Records provided:
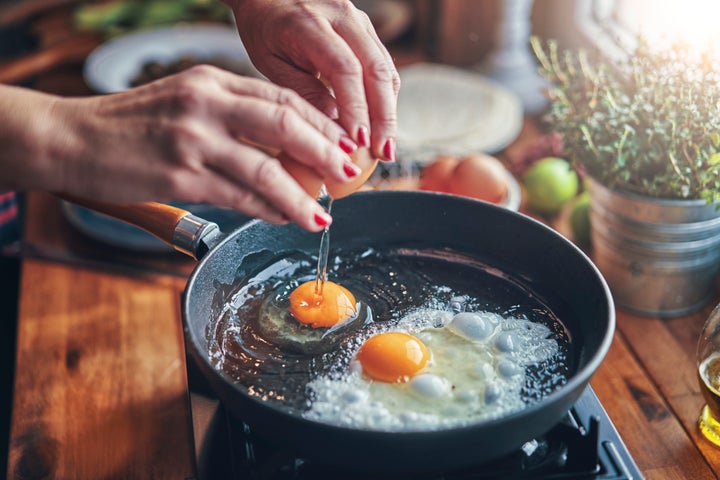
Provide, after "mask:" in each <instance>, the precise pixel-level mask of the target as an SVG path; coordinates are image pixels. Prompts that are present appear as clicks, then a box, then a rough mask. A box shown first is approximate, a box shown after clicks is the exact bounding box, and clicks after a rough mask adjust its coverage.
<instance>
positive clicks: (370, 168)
mask: <svg viewBox="0 0 720 480" xmlns="http://www.w3.org/2000/svg"><path fill="white" fill-rule="evenodd" d="M350 158H351V159H352V161H353V163H354V164H355V165H357V166H358V167H360V168H361V169H362V173H360V175H358V176H357V177H355V178H353V179H352V180H350V181H349V182H346V183H340V182H326V183H325V188H326V189H327V191H328V195H330V197H332V198H334V199H338V198H343V197H347V196H348V195H350V194H351V193H353V192H354V191H356V190H357V189H358V188H360V187H361V186H362V184H363V183H365V182H366V181H367V179H368V178H370V175H372V173H373V172H374V171H375V167H377V162H378V160H377V158H374V157H373V156H372V154H371V153H370V150H369V149H367V148H358V149H357V150H355V151H354V152H353V153H351V154H350Z"/></svg>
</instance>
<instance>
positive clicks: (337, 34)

Action item:
Return all records exactly; no pictures.

Exercise solution:
Provide, after "mask:" in each <instance>, the precise pixel-level mask of the target as an SVG path; coordinates are image pixels. Prompts that are present appear as clicks, then a box, then a rough mask. A box shown first is approximate, a box shown after clicks is the exact bounding box, and clicks after a rough mask adjust its coverage.
<instance>
positive clicks: (370, 168)
mask: <svg viewBox="0 0 720 480" xmlns="http://www.w3.org/2000/svg"><path fill="white" fill-rule="evenodd" d="M350 158H351V159H352V161H353V163H354V164H355V165H357V166H358V167H360V168H361V169H362V173H360V175H358V176H357V177H355V178H353V179H352V180H350V181H349V182H346V183H340V182H326V183H325V188H326V189H327V191H328V195H330V197H332V198H334V199H338V198H343V197H347V196H348V195H350V194H351V193H353V192H354V191H356V190H357V189H358V188H360V187H361V186H362V184H363V183H365V182H366V181H367V179H368V178H370V175H372V173H373V172H374V171H375V167H377V162H378V160H377V158H374V157H373V156H372V154H371V153H370V150H369V149H367V148H358V149H357V150H355V151H354V152H353V153H351V154H350Z"/></svg>
</instance>
<instance>
positive clicks: (337, 34)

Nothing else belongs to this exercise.